◆ Written problem 1 ◆
In the text on intonation, which gradient phenomena do readers often exploit to signal text structures prosodically?
◆ Written problem 2 ◆
Please condense the paragraph of the text on intonation that begins "Texts do not consist of a series of unrelated utterances" into a bulleted list of its main facts.
◆ Written problem 3 ◆
List the typographical features of written texts that the text on intonation names as guides for the reader.

A further source of intonational meaning is the phrasing or grouping of speech units through the placement of intonation boundaries (IPs, tone-group boundaries). Phrasing indicates a degree of relatedness between the component parts, whether in terms of grammar, e.g., phrase structure, or mental representations (Chafe 1994). The syntax-intonation mapping is less transparent in spontaneous speech, but when written text is read aloud, phrase boundaries tend to coincide with grammatical boundaries, and the way in which young children read aloud gives us some insight into their processing of grammatical structures: when word by word reading (she – was – sitting – in – the – garden) changes to phrase by phrase (she was sitting – in the garden) we know that the reader has understood how words group to become phrases. Phrasing can in some cases have a disambiguating function, as in the difference between ||He washed and fed the dog|| and ||He washed | and fed the dog|| (Gut 2009). However, such ambiguities arise rarely – they are often cited as examples of the grammatical function of intonation, but in practice it is usually context that disambiguates and the role of intonation is minimal. One important point to note is that pauses and phrase boundaries do not necessarily co-occur. In scripted speech, there is a high probability that any pause is likely to co-occur with a boundary, but not that each boundary will be marked by a pause. In spontaneous speech, pauses are an unreliable indicator of phrasing, since they are performance-related.4

Discourse meaning

Texts do not consist of a series of unrelated utterances: they are linked in a variety of ways to create a larger, coherent whole. Macrostructures are signaled inter alia by the use of conjunctions, sentence adverbials, and discourse markers. There are also many typographical features of written texts that guide the reader, including paragraphs, headings, punctuation, capitalization, and font changes, all of which provide visual information that is absent when listening to a text read aloud. In the absence of visual information, readers have to signal text structures prosodically, and to do this they often exploit gradient phenomena including pitch range, tempo, and loudness. Pitch range, for example, is exploited to indicate the rhetorical relationships between successive utterances. “Beginnings”, i.e., new topics or major shifts in a narrative, often coinciding with printed paragraphs, tend to be indicated by an extra-high pitch on the first accented syllable of the new topic (see Wichmann 2000). In scripted speech this is likely to be preceded by a pause, but in spontaneous monologue there may be no intervening pause but a sudden acceleration of speech into the new topic, the so-called “rush-through” (Couper-Kuhlen and Ford 2004: 9; Local and Walker 2004). In conversation this allows a speaker to change to a new topic without losing the floor to another speaker.

Object location annotation data:
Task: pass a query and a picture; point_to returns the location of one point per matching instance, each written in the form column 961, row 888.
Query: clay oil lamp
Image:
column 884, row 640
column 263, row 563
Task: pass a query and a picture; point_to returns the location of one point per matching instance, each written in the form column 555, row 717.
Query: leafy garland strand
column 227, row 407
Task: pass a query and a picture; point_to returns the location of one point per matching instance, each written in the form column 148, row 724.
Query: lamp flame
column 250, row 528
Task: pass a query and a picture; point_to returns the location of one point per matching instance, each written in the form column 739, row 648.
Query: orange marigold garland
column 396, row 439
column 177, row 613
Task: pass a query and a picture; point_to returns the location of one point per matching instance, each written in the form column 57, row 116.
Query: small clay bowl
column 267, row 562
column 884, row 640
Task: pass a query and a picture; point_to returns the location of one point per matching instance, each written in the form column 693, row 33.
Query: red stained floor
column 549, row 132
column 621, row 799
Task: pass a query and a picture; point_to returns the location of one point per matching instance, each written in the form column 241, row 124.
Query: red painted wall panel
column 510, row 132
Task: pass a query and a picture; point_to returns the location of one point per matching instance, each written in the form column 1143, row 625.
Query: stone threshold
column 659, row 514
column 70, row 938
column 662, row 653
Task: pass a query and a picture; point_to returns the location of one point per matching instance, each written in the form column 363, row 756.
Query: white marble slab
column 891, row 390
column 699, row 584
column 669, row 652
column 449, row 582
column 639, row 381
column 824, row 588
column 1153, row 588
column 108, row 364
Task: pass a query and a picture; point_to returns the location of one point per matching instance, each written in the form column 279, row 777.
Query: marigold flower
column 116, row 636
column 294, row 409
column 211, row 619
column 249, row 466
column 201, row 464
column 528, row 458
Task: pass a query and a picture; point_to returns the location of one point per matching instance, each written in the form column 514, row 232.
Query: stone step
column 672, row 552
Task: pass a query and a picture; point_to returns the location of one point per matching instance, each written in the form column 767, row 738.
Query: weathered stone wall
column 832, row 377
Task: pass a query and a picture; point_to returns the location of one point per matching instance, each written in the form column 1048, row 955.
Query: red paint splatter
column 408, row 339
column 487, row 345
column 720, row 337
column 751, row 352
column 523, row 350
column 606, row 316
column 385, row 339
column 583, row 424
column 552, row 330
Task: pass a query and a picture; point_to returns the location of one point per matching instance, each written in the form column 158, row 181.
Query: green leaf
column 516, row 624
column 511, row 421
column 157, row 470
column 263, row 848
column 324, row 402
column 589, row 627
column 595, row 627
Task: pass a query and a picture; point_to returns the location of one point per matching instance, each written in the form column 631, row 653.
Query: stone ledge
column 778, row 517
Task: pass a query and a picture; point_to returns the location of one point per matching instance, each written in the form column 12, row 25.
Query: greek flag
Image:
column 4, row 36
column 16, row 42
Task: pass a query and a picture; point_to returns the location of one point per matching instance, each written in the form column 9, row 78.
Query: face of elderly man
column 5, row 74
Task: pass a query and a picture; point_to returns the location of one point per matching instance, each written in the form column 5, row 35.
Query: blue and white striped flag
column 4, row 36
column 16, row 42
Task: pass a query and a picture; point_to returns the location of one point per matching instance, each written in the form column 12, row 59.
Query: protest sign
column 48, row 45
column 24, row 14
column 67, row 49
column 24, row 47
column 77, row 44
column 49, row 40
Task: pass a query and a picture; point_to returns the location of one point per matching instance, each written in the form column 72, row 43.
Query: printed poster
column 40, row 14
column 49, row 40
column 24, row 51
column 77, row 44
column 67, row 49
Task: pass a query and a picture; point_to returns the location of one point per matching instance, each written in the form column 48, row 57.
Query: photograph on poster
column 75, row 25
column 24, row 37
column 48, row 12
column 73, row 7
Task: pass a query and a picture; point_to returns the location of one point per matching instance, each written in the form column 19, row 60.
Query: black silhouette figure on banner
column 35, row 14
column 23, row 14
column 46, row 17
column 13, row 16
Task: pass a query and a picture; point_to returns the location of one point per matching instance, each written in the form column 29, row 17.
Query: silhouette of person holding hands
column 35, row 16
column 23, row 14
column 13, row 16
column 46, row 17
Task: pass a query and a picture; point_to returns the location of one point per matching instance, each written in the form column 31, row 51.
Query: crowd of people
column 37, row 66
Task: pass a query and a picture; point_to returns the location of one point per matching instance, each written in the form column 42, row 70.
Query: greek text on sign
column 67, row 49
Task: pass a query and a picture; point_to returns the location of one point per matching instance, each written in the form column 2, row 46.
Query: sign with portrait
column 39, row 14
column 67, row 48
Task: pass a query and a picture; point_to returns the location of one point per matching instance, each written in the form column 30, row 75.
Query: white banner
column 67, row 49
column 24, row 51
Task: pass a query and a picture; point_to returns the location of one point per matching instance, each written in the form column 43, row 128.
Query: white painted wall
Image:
...
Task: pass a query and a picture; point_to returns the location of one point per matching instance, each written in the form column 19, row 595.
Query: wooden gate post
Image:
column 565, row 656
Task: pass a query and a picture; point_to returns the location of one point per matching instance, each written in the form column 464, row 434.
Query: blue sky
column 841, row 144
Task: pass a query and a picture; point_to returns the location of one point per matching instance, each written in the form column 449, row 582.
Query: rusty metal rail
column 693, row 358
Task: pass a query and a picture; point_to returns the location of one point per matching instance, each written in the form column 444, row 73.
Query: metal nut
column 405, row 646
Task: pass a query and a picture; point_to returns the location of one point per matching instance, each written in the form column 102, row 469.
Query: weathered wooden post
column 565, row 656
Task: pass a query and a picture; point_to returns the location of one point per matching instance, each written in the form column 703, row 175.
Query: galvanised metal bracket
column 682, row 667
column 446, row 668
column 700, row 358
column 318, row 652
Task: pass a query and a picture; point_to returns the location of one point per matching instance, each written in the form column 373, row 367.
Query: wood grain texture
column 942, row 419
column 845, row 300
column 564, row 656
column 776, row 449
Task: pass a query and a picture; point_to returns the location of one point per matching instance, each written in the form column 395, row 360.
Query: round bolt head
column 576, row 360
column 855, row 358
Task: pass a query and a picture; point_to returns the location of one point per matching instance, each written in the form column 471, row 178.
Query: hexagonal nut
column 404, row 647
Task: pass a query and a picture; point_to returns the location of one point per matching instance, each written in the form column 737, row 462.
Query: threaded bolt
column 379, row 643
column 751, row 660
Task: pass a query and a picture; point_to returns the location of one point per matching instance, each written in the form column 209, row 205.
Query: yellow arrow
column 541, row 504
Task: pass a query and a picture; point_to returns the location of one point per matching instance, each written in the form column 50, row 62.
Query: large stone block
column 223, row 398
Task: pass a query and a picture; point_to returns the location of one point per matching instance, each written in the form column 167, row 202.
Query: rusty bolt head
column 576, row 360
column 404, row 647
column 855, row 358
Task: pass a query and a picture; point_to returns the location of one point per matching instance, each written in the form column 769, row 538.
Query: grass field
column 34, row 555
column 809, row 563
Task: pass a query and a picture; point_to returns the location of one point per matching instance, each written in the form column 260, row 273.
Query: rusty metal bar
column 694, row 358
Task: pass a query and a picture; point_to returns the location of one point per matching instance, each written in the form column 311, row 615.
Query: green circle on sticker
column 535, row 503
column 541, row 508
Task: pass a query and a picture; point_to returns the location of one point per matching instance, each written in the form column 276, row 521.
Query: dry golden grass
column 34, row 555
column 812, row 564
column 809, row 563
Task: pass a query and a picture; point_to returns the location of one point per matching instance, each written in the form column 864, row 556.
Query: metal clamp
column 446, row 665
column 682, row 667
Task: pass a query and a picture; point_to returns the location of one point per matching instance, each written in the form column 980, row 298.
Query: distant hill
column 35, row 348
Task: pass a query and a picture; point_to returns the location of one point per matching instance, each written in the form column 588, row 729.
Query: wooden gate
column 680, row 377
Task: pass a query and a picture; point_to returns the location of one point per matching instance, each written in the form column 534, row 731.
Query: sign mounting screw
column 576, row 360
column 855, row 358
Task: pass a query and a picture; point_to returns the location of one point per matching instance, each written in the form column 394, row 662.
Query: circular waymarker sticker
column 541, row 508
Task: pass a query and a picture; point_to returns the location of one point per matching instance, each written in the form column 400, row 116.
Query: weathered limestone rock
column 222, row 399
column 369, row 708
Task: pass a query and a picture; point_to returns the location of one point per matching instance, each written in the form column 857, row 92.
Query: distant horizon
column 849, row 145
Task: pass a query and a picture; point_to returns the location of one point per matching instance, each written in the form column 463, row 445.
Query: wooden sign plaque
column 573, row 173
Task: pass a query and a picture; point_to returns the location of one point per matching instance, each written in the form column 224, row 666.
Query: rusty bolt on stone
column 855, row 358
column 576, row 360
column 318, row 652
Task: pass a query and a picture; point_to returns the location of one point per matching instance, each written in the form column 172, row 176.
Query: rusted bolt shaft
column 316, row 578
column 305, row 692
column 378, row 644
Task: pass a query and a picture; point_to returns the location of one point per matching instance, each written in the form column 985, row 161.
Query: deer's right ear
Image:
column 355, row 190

◆ Output 1 ◆
Pitch range, tempo, and loudness.

◆ Output 2 ◆
- Texts are linked in various ways into a larger, coherent whole, not a series of unrelated utterances.
- Macrostructures are signaled by conjunctions, sentence adverbials, and discourse markers, among other means.
- Typographical features of written texts guide the reader with visual information that is absent when a text is read aloud.
- Without visual information, readers signal text structures prosodically, often through pitch range, tempo, and loudness.
- Pitch range indicates rhetorical relationships between successive utterances.
- "Beginnings" (new topics or major shifts in a narrative, often coinciding with printed paragraphs) tend to be marked by an extra-high pitch on the first accented syllable of the new topic.
- In scripted speech, a pause likely precedes such a beginning. In spontaneous monologue, there may instead be a sudden acceleration into the new topic, called the "rush-through."
- In conversation, the rush-through lets a speaker change topic without losing the floor to another speaker.

◆ Output 3 ◆
- Paragraphs
- Headings
- Punctuation
- Capitalization
- Font changes